この変更の理由は、よく見聞きしたことがあるだろう。フロンガスによるオゾン層破壊を防止するためであり、つまり地球温暖化対策のためだ。それについてはまったく異議はないのだが、問題なのはクーラーの冷媒ガスそれぞれに互換性がないこと。さらにR12に関しては生産や使用が厳しく制限されているため、入手が困難というのも問題だ。つまり、R12のクーラーを維持するのは大変ということになる。
さらにR12の特徴で、分子構造の関係でわずかずつではあるが、抜けてきてしまう。そして旧車では配管の精度も問題だ。つまり現行車のように、故障や事故でシステムが破損しなければ、ガスを入れ替えたり補充することはあまりないのとは違い、R12を使用しているとクーラーに定期的なメンテが必要になるのも問題なのだ。
デッドストックもあるが「レトロフィット」が現在の主流
まず対策としては、ネットオークションやフリマアプリなどでデッドストックが販売されているので、これを購入して使用する。もちろん価格はプレミアが付いていて少々高いが、とりあえずの問題は解消する。ただ、充填などは違法ではないけれども、確実な回収が定められているので入れ替える際は注意が必要であり、先に触れたように少しずつ抜けるので環境への悪影響もある。つまり問題を抱えての使用となるわけだ。
現在、対策としてメインとなっているのが、レトロフィットなどと呼ばれる方法で、R12のシステムに現在も使われているR134aを入れるというもの。先に互換性がないと紹介したが、問題となるのは配管のつなぎ目のOリングやゴムの配管などなので、それらをR134aに対応している物に交換したうえで、R134aを入れる。キットで供給されている場合もあって、ポピュラーな方法と言える。また、各部を交換しないでもそのまま使えるようにしたというガスもあって、こちらを使っている人も見かけることも多く、専門店でも扱っていたりする。
# # #
* 課題
- a) クーラーの冷媒についての文章を「デッドストックもあるが「レトロフィット」が現在の主流」から「を抱えての使用となるわけだ。」まで両端を含めて書き写し、その中の「デッドストック」を「在庫品」に変えてください。
- b) クーラーの冷媒についての文章を、最後の文のあとから書き継いでください。
このあとのデータは、上の文章とは別の資料です。

* 元データ
# # #
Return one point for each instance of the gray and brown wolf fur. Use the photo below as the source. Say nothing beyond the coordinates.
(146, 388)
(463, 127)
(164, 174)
# # #
* 解答
- a)
在庫品もあるが「レトロフィット」が現在の主流
まず対策としては、ネットオークションやフリマアプリなどで在庫品が販売されているので、これを購入して使用する。もちろん価格はプレミアが付いていて少々高いが、とりあえずの問題は解消する。ただ、充填などは違法ではないけれども、確実な回収が定められているので入れ替える際は注意が必要であり、先に触れたように少しずつ抜けるので環境への悪影響もある。つまり問題を抱えての使用となるわけだ。

- b)
思い切って新品のクーラーキットを取り付ける手も
ただ、どちらも確実ではなく、結局ダメだったという声も聞くので完璧でないというか、リスクがあるのは事実だ。と、聞くと、ダマシダマシ使うしかなく、万が一ともなればクーラーレスかと思うかもしれないが、最後にもうひとつ方法がある。それが新規取り付けだ。現行車のシステムを流用するのは相当難しいが、その昔オプションや社外品であったような、助手席の足元に吊り下げるタイプの新品キットがあるので、これにしてしまう。
ハコスカなどのメジャーな車種は専用キットもあり、それ以外でも車種によって異なるコンプレッサー部分はブラケットやプーリーをワンオフで作ったりして対応できる。なにより、古いクーラーのシステムを不安を抱えながら使用しなくてもいいのは最大のメリットでもある。ただ、見た目がインパネ組み込みとなる純正とは違って、後付け感が強いというのはデメリットだが、夏の暑さを考えるとそのようなことも言っていられないだろう。